■ **EXERCISE GOAL**: Of all the entries below, only the lines from the one with "x=161 y=258" up to and including the one with "x=318 y=156" are to be duplicated exactly.

■ **PROVIDED INFORMATION**:
::::::::

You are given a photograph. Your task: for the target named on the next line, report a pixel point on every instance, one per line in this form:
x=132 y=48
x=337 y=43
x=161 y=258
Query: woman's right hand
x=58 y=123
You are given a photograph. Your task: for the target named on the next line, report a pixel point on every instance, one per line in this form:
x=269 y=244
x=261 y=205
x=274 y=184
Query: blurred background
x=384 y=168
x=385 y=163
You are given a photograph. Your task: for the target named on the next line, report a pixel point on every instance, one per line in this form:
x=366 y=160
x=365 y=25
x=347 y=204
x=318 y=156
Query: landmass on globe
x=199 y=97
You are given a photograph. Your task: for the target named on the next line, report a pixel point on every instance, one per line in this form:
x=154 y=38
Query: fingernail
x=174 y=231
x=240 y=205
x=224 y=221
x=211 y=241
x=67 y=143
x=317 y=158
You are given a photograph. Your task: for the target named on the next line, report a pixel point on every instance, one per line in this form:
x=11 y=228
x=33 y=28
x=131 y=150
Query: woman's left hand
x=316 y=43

::::::::

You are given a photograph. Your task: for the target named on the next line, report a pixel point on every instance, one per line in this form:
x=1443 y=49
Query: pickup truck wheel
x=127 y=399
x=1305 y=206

::::::::

■ **THE ANSWER**:
x=161 y=258
Query: woman's right hand
x=58 y=123
You are given a photograph. Your task: for the target named on the next line, report a pixel point on every instance, one per line in this form:
x=269 y=244
x=261 y=205
x=274 y=184
Query: blurred background
x=384 y=168
x=385 y=163
You are given a photograph. Your task: for the target named on the next line, report a pixel point on every instance, one per line in this form:
x=366 y=160
x=365 y=25
x=347 y=204
x=318 y=156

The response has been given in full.